Tasks and exercises:
A) According to the forum thread on Russia and NATO, in what year did the Kremlin define its Arctic strategy?
B) Transcribe part of the forum thread on Russia and NATO word for word, beginning at the words "# Russia is" and stopping after "these neglected areas.".

# Russia is now a threat to NATO!



## DodgyJudge (Jul 6, 2018)

With Trump as the president we can expect some weird thing going with power nations on and i think it need some attention.

"It is important that, during the forthcoming Brussels summit, the alliance recognizes the threat Russia poses in these neglected areas.

The NATO summit in Brussels on 11-12 July is likely to be highly political. The Atlantic alliance is increasingly polarised due to disagreements over burden-sharing arrangements, national contributions and transatlantic solidarity. But NATO members cannot let these disagreements get in the way of addressing the ‘Russian challenge’ – the increasing tensions with Moscow as the Kremlin explores the boundaries of escalation with the alliance and tried to destabilize it.

Prospects for improving relations with Moscow are minimal, especially in light of recent developments. The latest meeting of the NATO–Russia Council on 31 May (the first since October 2017) and the meeting between the chief of staff of the Russian armed forces, Valery Gerasimov, and the chairman of the US Joint Chiefs of Staff, Joseph Dunford, on 8 June achieved very little. Although a welcomed addition to the NATO architecture in Europe, the recent approval of the ‘Four Thirties’ plan, aimed at strengthening NATO troops and increasing combat-readiness, will further antagonize the Kremlin.

Since 2014, the alliance has adapted to focus on Russia’s actions in eastern Europe, notably in the Baltic region and in Poland. The agreements made during the NATO Warsaw summit of 2016, notably the ‘3Ds’ of ‘defence, deterrence, dialogue’, are sound and should be reinforced.

But strengthening NATO’s eastern flank is not enough. Little has been done to work out a coherent vision for how to protect NATO interests in the Arctic or in the Black Sea. This is worrying since Russia is emboldened in both regions, as seen through brinksmanship such as provocative air manoeuvring, an assertive force posture and constant military drilling.

In the Arctic and its broader neighbourhood, known as the High North, Russia is projecting military power and anticipates competition with Arctic countries as well as China. The Kremlin defined its Arctic strategy back in 2008 and named the High North a region of strategic importance in its 2017 naval doctrine."

SOURCE:https://defconwarningsystem.com/201...ering-russia-in-the-arctic-and-the-black-sea/

Are we going into a wars we dont need? Or is it all again the same propaganda wheel ? 

Is NATO the problem there or is it really Russia going all in?


----------



## Xzi (Jul 6, 2018)

DodgyJudge said:


> Are we going into a wars we dont need?


Probably, but the US definitely isn't interested in confronting Russia with our current leadership.  For obvious reasons.  We're more likely to go to war with Iran and let Russia do whatever the hell it wants.


----------



## DodgyJudge (Jul 6, 2018)

Xzi said:


> Probably, but the US definitely isn't interested in confronting Russia with our current leadership.  For obvious reasons.  We're more likely to go to war with Iran and let Russia do what it wants.


That not good huhhh Iran is worst than the Kremlin. And that all thanks to mr Trump.


----------



## Xzi (Jul 6, 2018)

DodgyJudge said:


> That not good huhhh Iran is worst than the Kremlin. And that all thanks to mr Trump.

Information shown:
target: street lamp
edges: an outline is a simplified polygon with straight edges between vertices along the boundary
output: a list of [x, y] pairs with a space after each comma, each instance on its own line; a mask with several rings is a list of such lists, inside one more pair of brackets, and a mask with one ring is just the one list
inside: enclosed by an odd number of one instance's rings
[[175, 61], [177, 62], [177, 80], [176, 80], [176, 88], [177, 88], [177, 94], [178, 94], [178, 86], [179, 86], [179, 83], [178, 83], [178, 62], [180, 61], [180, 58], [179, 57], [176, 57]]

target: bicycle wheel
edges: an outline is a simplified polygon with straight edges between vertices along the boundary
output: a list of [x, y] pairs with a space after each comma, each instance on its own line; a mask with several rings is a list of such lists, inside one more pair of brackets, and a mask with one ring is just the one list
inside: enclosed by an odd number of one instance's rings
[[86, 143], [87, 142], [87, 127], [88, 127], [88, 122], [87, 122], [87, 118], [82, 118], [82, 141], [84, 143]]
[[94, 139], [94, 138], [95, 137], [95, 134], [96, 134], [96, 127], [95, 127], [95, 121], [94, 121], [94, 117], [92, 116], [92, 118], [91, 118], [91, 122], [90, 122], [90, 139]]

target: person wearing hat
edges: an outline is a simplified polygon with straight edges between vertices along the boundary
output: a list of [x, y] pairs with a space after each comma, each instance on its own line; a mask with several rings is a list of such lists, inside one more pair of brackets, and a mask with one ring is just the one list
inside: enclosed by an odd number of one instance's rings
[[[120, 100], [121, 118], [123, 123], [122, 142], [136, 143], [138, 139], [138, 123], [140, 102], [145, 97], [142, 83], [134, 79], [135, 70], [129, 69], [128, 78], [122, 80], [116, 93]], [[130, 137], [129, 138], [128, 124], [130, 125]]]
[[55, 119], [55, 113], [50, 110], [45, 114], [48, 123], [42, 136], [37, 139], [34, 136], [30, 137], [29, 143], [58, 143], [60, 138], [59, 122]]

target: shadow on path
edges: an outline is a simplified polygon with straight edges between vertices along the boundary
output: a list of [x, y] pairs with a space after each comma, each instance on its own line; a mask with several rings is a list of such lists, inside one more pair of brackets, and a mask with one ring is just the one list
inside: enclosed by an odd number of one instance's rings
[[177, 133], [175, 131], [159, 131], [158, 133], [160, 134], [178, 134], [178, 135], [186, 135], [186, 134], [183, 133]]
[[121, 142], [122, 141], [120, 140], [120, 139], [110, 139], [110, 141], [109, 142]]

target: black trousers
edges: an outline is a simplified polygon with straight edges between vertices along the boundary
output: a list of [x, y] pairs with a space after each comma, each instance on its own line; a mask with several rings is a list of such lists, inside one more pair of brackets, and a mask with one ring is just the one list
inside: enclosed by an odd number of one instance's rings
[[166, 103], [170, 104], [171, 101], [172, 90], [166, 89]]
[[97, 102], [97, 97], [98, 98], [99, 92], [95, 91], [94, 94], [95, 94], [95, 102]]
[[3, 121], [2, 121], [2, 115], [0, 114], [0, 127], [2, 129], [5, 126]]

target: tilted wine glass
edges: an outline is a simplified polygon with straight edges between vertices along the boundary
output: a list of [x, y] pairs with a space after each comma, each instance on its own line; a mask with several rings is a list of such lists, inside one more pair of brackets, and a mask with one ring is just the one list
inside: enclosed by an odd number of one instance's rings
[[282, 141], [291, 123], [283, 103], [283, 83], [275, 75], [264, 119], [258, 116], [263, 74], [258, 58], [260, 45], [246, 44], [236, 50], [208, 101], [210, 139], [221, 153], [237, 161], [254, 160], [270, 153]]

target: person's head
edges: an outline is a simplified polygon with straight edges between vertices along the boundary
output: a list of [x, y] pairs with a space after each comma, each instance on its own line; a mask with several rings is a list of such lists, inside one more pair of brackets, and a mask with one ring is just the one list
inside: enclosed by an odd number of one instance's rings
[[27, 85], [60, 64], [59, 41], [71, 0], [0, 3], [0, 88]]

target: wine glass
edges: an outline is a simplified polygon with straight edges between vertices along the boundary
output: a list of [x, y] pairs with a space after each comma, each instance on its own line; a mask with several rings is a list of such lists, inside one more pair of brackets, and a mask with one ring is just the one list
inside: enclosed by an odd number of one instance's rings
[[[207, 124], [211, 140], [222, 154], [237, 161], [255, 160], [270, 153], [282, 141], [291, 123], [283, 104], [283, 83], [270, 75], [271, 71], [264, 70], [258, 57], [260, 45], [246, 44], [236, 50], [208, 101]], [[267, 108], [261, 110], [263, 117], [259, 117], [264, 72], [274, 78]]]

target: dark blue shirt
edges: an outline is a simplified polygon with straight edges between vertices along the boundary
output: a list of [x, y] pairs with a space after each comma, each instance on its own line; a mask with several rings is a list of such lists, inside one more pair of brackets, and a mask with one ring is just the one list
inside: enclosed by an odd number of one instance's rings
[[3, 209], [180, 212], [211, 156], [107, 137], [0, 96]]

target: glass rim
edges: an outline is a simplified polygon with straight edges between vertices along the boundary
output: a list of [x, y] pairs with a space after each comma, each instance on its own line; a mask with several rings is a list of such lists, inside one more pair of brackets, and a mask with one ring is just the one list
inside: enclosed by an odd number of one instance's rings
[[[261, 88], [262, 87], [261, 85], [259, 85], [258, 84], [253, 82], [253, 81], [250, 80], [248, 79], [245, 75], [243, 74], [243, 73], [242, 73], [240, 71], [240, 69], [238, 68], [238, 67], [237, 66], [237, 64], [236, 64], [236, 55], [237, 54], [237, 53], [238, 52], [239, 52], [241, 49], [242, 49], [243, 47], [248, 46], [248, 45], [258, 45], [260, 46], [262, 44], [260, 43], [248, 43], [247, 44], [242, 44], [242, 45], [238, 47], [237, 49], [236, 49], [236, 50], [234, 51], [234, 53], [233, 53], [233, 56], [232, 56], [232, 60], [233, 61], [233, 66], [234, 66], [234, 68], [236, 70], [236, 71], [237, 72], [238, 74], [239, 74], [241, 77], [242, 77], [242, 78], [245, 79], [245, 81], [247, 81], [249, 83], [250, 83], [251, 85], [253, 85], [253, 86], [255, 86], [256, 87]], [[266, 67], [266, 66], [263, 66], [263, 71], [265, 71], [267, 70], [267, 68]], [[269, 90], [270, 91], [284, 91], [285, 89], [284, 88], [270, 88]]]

Responses:
A) 2008

B)
# Russia is now a threat to NATO!



## DodgyJudge (Jul 6, 2018)

With Trump as the president we can expect some weird thing going with power nations on and i think it need some attention.

"It is important that, during the forthcoming Brussels summit, the alliance recognizes the threat Russia poses in these neglected areas.